* **Direction**
Write out the material below again, swapping every "pin every instance" for "mark each one" and changing nothing else. Leave the pictures out.

* **Records**
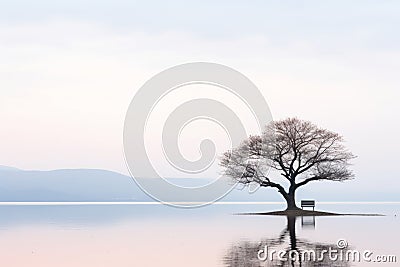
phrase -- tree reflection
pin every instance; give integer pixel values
(246, 253)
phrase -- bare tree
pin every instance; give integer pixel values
(299, 150)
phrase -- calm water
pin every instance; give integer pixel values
(157, 235)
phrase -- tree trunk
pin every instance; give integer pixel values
(291, 201)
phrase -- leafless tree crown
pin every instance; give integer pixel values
(299, 150)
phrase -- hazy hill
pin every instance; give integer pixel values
(103, 185)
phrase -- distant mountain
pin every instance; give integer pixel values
(6, 168)
(102, 185)
(67, 185)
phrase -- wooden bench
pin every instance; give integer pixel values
(308, 203)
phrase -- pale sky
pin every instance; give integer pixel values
(68, 71)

* **Answer to the exercise**
phrase -- tree reflection
mark each one; give integer pixel values
(246, 253)
phrase -- bare tree
mark each one; give integer pixel values
(299, 150)
phrase -- calm water
mark each one; give integer pixel values
(157, 235)
phrase -- tree trunk
mark each one; give integer pixel values
(291, 201)
phrase -- leafless tree crown
mark each one; give integer pixel values
(299, 150)
phrase -- hazy hill
mark each one; give integer pixel values
(103, 185)
phrase -- distant mountain
mark each one; give integer pixel values
(6, 168)
(102, 185)
(67, 185)
phrase -- wooden bench
mark each one; give integer pixel values
(308, 203)
phrase -- pale sky
mark each one; give integer pixel values
(68, 71)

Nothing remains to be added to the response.